Start of Record excerpts
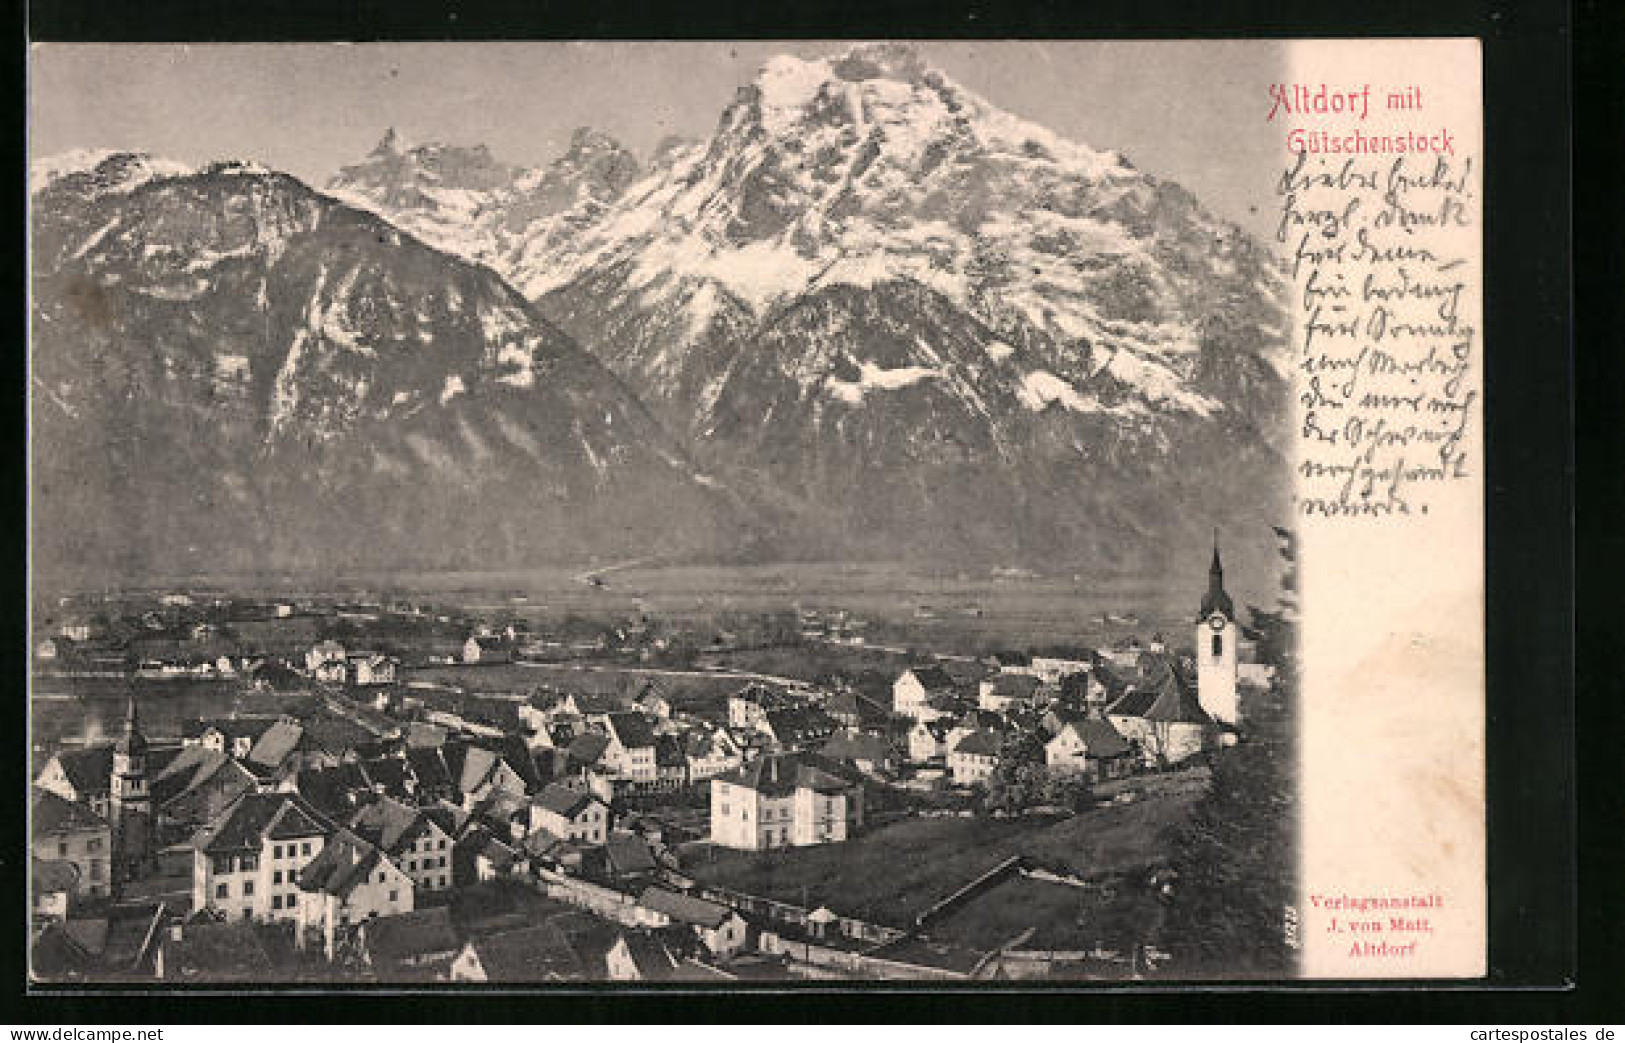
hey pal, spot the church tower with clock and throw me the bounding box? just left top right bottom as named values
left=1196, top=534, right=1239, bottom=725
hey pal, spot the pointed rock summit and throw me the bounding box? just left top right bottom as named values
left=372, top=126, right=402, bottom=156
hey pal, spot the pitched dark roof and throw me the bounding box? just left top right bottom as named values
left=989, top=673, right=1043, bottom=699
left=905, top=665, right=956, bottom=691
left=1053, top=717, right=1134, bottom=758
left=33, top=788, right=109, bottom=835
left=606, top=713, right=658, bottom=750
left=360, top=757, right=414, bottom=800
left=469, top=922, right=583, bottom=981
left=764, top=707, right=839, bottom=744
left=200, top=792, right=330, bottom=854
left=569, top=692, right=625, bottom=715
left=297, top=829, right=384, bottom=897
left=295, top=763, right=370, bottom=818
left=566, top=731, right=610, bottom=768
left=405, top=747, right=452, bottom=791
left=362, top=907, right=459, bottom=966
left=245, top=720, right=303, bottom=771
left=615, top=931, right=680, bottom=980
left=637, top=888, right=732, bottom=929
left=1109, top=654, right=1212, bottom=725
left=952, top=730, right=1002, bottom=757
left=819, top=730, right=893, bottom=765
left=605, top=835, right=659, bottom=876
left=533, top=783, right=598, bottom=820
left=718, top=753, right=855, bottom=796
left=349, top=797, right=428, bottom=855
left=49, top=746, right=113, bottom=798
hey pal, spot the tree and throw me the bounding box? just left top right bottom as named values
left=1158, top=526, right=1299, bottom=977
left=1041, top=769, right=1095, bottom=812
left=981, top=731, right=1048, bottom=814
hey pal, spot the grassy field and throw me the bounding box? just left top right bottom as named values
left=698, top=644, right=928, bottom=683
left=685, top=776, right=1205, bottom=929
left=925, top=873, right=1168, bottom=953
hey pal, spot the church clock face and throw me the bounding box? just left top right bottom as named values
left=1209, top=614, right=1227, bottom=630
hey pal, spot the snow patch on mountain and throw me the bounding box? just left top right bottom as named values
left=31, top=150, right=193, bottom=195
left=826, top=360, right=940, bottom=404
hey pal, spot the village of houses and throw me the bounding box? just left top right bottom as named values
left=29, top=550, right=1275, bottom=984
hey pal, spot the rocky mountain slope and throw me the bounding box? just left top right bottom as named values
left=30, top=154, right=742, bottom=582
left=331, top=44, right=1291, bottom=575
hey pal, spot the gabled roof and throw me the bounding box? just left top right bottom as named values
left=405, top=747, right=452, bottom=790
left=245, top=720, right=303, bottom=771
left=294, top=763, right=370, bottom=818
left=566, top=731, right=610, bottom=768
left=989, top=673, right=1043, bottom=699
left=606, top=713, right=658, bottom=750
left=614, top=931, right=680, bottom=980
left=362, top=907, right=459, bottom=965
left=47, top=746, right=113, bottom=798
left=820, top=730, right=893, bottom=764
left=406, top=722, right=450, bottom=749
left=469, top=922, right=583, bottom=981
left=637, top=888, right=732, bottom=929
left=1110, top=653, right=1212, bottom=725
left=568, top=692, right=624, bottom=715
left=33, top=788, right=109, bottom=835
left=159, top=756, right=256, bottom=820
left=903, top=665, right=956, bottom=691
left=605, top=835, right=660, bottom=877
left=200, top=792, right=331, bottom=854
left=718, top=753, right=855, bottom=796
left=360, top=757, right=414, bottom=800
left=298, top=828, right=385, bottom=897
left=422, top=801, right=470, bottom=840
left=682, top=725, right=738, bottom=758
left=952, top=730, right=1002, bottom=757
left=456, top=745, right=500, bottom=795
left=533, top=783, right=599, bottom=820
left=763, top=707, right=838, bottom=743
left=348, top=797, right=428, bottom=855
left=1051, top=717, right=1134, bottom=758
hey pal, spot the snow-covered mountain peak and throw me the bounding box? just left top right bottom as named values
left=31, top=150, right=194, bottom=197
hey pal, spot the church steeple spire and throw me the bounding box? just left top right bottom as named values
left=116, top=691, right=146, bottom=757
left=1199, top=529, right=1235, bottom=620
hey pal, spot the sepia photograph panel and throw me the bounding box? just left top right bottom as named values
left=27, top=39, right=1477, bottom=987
End of Record excerpts
• What you should do: Would you please repeat the lines from the one with "hey pal, spot the church steeple" through the last line of the listing above, exactly and with nothing else?

• Response below:
hey pal, spot the church steeple spire and throw me the bounding box? just left top right bottom as named values
left=116, top=691, right=146, bottom=757
left=1199, top=529, right=1235, bottom=620
hey pal, spot the sepia photograph panel and throw me the bounding box? just left top right bottom as named values
left=27, top=39, right=1477, bottom=987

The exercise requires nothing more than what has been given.